- Object location annotation data -
┌──

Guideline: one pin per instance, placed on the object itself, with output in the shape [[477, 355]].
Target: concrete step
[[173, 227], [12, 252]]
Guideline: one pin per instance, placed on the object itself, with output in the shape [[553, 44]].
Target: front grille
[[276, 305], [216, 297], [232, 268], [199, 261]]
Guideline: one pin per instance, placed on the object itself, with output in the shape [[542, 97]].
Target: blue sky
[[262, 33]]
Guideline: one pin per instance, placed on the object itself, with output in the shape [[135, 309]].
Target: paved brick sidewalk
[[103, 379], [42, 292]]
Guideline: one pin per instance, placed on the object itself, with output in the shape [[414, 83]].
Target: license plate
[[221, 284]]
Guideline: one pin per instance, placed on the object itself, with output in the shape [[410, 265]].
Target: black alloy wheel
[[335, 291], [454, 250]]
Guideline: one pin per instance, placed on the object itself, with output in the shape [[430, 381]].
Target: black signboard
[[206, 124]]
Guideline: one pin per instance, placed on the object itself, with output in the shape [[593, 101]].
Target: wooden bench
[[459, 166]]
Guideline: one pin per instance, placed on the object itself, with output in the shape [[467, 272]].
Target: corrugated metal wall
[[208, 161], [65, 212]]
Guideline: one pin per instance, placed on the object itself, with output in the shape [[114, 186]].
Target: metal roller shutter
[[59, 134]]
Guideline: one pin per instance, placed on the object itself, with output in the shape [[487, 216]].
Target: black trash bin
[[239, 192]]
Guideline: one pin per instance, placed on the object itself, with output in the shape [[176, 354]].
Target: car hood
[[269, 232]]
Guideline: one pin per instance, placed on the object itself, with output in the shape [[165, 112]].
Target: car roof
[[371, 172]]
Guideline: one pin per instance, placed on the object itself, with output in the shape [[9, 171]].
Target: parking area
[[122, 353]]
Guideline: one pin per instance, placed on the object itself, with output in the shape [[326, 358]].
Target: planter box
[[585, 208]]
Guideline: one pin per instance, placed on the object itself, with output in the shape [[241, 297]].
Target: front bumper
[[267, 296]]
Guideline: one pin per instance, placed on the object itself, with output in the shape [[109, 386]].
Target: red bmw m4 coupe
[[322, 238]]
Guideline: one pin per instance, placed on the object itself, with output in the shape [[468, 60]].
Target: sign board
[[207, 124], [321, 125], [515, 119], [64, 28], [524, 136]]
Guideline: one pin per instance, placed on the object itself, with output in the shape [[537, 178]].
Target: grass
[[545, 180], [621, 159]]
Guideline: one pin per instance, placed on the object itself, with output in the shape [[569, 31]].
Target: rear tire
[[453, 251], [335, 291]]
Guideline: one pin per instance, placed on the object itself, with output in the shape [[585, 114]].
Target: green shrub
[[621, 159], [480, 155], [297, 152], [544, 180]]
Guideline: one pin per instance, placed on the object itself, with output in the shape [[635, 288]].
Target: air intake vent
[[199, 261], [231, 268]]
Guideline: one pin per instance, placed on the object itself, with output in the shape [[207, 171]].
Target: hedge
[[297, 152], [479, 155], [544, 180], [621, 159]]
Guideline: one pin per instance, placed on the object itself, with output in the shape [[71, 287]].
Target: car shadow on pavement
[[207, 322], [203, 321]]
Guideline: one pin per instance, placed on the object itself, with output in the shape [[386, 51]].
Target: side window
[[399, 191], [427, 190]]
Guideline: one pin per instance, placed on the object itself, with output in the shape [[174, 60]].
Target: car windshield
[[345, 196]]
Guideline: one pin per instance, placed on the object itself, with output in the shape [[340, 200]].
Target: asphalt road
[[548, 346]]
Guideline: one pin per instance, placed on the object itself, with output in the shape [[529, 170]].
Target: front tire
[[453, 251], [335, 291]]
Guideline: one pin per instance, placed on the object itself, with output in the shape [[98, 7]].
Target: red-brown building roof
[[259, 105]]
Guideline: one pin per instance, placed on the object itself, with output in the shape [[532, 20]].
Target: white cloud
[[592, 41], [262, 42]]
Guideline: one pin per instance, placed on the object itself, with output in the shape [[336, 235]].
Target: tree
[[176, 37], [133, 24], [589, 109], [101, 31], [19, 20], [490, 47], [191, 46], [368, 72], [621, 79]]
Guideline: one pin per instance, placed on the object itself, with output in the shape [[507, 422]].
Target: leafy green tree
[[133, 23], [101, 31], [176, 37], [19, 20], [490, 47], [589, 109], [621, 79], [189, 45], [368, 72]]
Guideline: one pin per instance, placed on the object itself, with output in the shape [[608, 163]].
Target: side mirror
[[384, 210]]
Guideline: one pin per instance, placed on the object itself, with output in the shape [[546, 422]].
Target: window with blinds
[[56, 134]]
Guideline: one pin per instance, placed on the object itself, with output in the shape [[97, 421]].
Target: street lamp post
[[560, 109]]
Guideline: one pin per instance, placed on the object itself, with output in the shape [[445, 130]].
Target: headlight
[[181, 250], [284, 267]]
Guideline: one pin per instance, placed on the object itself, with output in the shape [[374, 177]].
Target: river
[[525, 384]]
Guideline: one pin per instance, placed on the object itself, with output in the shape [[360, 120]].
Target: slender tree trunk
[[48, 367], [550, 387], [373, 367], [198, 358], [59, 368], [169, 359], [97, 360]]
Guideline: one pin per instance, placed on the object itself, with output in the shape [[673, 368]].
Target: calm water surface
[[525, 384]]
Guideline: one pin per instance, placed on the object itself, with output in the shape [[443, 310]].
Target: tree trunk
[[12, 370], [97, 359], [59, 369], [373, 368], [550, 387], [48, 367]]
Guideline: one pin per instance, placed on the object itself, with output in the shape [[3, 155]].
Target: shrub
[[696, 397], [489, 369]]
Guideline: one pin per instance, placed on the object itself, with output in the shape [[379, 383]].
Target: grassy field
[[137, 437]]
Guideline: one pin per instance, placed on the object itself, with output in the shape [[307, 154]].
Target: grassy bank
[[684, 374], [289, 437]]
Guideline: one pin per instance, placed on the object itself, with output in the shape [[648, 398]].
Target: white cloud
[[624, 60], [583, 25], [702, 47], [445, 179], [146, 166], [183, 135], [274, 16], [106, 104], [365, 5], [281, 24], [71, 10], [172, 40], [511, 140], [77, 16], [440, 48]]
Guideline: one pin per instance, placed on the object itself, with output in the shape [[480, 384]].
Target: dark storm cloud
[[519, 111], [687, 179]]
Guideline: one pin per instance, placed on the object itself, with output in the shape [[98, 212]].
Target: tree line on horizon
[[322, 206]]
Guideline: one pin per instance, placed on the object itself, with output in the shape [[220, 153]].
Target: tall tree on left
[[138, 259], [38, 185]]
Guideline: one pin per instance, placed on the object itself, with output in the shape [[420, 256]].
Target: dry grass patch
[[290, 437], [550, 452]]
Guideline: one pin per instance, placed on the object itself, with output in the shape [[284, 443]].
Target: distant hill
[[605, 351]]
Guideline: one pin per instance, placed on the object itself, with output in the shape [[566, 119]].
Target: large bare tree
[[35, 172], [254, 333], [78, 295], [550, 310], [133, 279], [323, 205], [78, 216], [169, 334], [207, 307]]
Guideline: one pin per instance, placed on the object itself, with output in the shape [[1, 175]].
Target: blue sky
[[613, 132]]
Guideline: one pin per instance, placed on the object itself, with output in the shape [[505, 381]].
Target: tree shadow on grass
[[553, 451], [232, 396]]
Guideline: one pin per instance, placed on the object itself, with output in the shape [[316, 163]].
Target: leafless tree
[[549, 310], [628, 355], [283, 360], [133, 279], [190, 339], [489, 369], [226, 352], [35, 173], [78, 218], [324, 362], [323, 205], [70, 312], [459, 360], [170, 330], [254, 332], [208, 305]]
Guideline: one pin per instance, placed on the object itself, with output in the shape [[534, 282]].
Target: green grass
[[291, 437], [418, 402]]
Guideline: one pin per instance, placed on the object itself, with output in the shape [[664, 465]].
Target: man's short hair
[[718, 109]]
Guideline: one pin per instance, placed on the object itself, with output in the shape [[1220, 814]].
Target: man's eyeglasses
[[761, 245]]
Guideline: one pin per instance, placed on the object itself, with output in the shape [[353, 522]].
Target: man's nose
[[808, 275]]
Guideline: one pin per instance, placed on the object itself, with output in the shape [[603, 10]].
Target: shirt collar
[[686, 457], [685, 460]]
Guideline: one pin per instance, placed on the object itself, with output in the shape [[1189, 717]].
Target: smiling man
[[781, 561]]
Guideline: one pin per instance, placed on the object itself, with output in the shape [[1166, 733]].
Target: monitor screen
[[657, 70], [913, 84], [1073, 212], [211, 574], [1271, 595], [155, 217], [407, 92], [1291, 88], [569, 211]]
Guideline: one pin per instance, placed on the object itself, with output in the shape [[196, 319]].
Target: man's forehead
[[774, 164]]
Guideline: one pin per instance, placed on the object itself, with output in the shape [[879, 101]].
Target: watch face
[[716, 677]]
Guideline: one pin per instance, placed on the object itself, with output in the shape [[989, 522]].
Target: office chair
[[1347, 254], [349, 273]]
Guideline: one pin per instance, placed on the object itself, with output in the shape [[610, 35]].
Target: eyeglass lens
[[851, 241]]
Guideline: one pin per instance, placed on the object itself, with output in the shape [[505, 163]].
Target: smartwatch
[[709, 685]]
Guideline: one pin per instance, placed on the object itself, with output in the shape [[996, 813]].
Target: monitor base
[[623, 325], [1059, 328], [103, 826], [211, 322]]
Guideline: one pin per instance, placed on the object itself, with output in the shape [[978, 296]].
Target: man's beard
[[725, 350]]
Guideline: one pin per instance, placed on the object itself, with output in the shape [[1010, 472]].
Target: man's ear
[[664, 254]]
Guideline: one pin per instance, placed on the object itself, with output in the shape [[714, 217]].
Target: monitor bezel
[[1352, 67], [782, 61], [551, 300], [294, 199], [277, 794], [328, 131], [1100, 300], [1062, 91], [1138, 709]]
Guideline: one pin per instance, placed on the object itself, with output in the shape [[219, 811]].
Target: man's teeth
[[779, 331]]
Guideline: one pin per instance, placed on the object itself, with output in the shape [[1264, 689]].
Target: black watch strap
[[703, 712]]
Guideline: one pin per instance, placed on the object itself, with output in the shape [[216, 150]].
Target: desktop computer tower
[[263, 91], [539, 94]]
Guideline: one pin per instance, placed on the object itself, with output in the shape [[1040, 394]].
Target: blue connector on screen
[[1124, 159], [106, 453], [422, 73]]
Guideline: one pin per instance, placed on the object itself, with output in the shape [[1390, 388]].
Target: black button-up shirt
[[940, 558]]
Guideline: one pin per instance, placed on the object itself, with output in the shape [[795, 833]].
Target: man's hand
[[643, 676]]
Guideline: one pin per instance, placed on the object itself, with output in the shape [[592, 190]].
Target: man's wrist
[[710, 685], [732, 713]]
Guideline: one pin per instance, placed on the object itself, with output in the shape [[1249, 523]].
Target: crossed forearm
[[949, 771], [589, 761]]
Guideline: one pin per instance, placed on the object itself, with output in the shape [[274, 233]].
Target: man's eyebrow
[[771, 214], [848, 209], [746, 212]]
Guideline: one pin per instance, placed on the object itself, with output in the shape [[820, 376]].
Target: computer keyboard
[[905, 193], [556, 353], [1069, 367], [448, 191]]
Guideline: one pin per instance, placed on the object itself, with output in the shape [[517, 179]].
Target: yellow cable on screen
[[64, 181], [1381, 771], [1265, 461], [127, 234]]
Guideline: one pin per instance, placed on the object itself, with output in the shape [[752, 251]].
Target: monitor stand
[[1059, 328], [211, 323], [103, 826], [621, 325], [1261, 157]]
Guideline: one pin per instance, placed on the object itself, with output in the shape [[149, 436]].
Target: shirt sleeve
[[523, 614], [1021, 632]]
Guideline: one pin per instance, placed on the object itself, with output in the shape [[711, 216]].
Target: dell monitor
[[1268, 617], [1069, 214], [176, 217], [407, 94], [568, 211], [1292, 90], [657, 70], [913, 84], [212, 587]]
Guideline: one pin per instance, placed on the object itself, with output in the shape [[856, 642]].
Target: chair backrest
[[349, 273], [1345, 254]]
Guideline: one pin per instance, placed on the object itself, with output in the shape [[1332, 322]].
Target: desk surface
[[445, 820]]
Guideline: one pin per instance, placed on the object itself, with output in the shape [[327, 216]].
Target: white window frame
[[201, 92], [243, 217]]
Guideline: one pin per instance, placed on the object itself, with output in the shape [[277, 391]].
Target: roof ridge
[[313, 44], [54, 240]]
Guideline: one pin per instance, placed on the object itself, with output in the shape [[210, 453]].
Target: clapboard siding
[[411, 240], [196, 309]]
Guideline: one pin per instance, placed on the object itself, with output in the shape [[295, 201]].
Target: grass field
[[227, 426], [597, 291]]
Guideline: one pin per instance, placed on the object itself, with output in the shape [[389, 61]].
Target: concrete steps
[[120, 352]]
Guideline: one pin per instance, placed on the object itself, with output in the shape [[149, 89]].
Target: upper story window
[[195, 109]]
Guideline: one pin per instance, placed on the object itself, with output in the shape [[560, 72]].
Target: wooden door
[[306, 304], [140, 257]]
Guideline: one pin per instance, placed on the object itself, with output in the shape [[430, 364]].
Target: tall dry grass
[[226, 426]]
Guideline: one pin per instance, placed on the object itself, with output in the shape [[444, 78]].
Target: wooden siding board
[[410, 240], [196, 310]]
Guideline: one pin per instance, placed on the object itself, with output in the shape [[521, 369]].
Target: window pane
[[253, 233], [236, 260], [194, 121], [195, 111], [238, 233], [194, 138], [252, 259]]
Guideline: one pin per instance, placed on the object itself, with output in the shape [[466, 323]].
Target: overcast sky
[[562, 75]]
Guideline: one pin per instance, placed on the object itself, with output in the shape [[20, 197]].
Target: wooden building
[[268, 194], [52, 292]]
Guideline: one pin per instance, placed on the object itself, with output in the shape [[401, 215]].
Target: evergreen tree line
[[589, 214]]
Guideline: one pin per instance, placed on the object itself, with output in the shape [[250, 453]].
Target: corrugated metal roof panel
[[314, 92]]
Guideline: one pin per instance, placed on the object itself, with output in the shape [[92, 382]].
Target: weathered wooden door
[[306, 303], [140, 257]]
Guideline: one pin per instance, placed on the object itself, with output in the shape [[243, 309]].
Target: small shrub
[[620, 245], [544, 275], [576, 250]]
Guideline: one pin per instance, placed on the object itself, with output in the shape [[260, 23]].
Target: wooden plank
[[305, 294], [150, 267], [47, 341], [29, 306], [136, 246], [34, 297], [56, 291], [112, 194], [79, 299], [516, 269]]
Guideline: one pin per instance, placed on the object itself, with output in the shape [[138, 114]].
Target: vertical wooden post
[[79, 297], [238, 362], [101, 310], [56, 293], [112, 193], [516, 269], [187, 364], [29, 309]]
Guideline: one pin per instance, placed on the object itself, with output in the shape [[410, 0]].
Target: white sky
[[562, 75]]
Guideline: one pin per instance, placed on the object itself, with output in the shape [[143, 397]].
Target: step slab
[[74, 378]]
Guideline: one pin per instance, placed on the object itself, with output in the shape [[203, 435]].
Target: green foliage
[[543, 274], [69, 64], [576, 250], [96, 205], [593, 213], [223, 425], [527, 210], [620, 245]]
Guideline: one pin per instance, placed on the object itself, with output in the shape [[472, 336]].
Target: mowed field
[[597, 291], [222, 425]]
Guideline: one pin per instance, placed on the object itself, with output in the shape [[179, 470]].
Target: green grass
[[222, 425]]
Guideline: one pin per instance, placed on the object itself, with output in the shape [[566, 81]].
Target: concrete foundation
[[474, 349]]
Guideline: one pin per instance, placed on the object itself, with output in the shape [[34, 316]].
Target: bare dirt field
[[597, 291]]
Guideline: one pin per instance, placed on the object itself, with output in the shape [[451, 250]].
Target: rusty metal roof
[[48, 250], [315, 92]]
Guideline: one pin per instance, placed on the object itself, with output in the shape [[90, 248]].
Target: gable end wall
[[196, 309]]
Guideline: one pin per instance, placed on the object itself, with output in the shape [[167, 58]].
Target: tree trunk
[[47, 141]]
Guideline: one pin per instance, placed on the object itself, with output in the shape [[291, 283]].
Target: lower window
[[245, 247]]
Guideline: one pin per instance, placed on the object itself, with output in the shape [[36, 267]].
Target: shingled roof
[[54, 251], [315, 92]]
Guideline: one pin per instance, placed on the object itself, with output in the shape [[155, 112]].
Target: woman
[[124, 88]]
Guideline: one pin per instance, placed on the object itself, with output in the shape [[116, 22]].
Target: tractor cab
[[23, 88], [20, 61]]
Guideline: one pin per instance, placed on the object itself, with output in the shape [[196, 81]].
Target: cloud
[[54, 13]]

└──

- Work instructions -
Starting at the top of the listing and stopping after the line that contains "[[262, 33]]", write those lines out again with "front grille" replaced by "radiator grille" and every other character left unchanged.

- Task solution -
Guideline: one pin per instance, placed on the object itself, with output in the shape [[477, 355]].
Target: concrete step
[[173, 227], [12, 252]]
Guideline: one pin per instance, placed on the object itself, with output in the shape [[553, 44]].
Target: radiator grille
[[276, 305], [216, 297], [232, 268], [199, 261]]
Guideline: one pin per instance, placed on the object itself, with output in the shape [[542, 97]].
Target: blue sky
[[262, 33]]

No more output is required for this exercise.